SÉRIE DE TÂCHES:
A. Répondez, s'il vous plaît, à ces questions sur le texte consacré aux brasseurs strasbourgeois :
(i) Quelle date les brasseurs et les grossistes locaux se préparaient-ils à affronter ?
(ii) Quel est le seul soir où La Mercière propose des planchettes et des knacks en plus des bières et des softs ?
(iii) Quelles personnes de La Mercière sont citées ?
B. Dans les enregistrements, renommez « truck bed » en « pickup bed » entre la ligne contenant « Your task is to find every instance of cow's muzzle » et celle contenant « [58,73,204,155] », incluses. Redonnez uniquement ces lignes, sans rien changer d'autre.

DOCUMENT SOURCE:
==*==
Ils nous ont tant manqué et, maintenant qu’ils sont de retour, les Strasbourgeoises et les Strasbourgeois ne semblent pas prêts de les lâcher. Nos brasseurs locaux tournent à nouveau à plein régime et ont su faire de cette reprise une réussite. On a pris de leurs nouvelles pour savoir comment ils ont vécu ce redémarrage à 100 à l’heure.
On s’était déjà glissé dans les coulisses de la filière avant le 19 mai dernier, pour savoir comment les brasseurs et les grossistes locaux se préparaient à cette date fatidique. Plus d’un mois après, c’est l’heure du premier bilan.
Des clients contents et une soif étanchée
Parmi l’ensemble des brasseurs interrogés, la réponse est unanime : les clients sont au rendez-vous ! Les commandes sont honorées et dégustées avec plaisir par les Strasbourgeoises et les Strasbourgeois qui se sont précipités dans leurs bars, cafés et restaurants préférés à la réouverture. “Le vendredi soir est le seul soir où nous proposons en plus de nos bières et softs, des planchettes de charcuterie, fromage et légumes, et des knacks. Nous étions complets le 1er vendredi, et depuis les vendredis soirs restent très prisés. Nous sommes ravis de voir La Mercière pleine de vie.” se félicitent Marie-Laure Heitz et Franck Julich de La Mercière.
==*==
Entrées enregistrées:
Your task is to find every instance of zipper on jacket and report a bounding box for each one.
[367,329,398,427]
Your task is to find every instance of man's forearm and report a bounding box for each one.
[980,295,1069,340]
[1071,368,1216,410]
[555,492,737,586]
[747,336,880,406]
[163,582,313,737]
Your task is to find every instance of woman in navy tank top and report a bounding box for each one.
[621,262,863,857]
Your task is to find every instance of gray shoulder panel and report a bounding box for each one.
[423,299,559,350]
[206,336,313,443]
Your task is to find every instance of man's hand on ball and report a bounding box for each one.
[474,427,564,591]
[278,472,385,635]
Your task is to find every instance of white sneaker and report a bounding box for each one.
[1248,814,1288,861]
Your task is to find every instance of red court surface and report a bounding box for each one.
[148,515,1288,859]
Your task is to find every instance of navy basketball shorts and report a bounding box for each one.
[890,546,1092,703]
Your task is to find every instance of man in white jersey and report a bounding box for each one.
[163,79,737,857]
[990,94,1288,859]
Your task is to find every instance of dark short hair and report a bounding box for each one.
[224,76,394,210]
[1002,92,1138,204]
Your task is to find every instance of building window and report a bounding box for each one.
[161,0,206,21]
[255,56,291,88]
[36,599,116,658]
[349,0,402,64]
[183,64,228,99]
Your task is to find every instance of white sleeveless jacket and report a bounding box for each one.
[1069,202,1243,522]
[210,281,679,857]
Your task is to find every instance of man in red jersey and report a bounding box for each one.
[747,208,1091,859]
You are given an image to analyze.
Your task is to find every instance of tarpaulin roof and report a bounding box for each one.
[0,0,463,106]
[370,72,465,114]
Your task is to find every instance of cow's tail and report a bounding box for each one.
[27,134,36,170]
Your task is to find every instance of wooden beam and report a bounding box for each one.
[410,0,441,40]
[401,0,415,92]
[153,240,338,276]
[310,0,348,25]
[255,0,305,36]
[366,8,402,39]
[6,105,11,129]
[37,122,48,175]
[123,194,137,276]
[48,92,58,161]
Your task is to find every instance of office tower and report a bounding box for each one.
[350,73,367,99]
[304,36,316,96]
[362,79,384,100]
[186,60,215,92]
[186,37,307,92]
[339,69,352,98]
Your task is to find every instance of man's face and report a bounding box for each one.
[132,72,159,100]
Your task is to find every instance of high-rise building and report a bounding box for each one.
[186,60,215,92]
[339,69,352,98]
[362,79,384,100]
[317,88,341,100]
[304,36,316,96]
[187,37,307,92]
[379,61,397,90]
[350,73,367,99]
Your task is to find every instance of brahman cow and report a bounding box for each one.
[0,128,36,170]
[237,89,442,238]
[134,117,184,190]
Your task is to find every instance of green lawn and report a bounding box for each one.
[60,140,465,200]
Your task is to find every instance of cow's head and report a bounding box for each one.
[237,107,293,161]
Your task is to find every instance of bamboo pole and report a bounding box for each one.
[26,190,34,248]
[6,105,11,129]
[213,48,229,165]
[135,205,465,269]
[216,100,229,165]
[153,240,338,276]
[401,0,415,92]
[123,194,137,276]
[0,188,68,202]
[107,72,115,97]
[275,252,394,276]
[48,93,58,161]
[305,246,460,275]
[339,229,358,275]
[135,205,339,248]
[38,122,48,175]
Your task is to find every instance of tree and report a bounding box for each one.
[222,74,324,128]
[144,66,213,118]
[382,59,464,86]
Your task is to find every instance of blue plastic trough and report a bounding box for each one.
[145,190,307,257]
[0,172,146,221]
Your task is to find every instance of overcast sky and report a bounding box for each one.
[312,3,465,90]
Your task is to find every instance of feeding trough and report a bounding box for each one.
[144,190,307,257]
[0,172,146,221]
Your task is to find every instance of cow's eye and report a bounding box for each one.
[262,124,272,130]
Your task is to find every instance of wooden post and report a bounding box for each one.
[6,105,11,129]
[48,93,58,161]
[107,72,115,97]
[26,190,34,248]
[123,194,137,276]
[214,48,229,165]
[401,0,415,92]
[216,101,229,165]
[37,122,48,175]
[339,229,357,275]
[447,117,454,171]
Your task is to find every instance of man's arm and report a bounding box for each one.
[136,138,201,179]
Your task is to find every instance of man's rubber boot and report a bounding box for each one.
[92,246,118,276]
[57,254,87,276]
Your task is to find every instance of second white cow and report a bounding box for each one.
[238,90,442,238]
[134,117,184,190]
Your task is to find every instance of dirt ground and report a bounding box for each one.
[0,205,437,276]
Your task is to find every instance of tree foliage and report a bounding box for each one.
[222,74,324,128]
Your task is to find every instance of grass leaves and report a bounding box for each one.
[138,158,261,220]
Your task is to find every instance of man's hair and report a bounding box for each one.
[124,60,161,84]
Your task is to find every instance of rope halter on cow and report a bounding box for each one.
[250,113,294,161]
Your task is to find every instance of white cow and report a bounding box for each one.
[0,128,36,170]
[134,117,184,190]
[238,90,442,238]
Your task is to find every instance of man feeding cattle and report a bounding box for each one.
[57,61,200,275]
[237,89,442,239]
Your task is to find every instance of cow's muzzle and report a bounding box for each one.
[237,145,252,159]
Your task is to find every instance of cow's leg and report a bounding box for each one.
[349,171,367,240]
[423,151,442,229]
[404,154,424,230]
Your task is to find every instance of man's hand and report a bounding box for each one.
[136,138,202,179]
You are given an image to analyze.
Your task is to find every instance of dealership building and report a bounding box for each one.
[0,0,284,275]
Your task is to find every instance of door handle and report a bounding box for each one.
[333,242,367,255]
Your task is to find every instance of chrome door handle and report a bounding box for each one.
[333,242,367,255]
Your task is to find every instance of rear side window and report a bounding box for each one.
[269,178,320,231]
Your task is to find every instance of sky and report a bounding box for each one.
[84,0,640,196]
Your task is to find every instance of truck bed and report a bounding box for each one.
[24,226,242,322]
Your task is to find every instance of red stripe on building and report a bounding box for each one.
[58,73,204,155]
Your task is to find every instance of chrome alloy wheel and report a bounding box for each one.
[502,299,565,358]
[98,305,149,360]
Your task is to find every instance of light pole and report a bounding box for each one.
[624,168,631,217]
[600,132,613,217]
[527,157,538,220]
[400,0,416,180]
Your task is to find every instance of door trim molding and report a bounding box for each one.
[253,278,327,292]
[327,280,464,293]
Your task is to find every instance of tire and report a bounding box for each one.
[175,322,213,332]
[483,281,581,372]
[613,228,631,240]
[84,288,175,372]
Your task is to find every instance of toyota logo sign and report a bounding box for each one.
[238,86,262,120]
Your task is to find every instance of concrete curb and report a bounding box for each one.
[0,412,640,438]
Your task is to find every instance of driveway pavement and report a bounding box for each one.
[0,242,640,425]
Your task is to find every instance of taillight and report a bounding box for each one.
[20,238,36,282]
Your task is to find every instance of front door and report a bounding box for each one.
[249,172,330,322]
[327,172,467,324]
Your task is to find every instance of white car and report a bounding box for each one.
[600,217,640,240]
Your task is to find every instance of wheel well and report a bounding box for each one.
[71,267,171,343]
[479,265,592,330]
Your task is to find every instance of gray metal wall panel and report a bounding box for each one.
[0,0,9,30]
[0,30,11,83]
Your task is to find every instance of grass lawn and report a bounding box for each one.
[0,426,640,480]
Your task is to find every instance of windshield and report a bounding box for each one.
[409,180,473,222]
==*==
RÉSULTATS DE L'EXERCICE:
A.
(i) Le 19 mai.
(ii) Le vendredi soir.
(iii) Marie-Laure Heitz et Franck Julich.

B.
Your task is to find every instance of cow's muzzle and report a bounding box for each one.
[237,145,252,159]
Your task is to find every instance of cow's leg and report a bounding box for each one.
[349,171,367,240]
[423,151,442,229]
[404,154,424,230]
Your task is to find every instance of man's hand and report a bounding box for each one.
[136,138,202,179]
You are given an image to analyze.
Your task is to find every instance of dealership building and report a bounding box for each one.
[0,0,284,275]
Your task is to find every instance of door handle and report a bounding box for each one.
[333,242,367,255]
Your task is to find every instance of chrome door handle and report a bounding box for each one.
[333,242,367,255]
Your task is to find every instance of rear side window and report a bounding box for each one.
[269,178,320,231]
Your task is to find every instance of sky and report a bounding box for each one.
[84,0,640,196]
Your task is to find every instance of pickup bed and report a bounding box for each one.
[24,226,242,322]
Your task is to find every instance of red stripe on building and report a bounding box for each one.
[58,73,204,155]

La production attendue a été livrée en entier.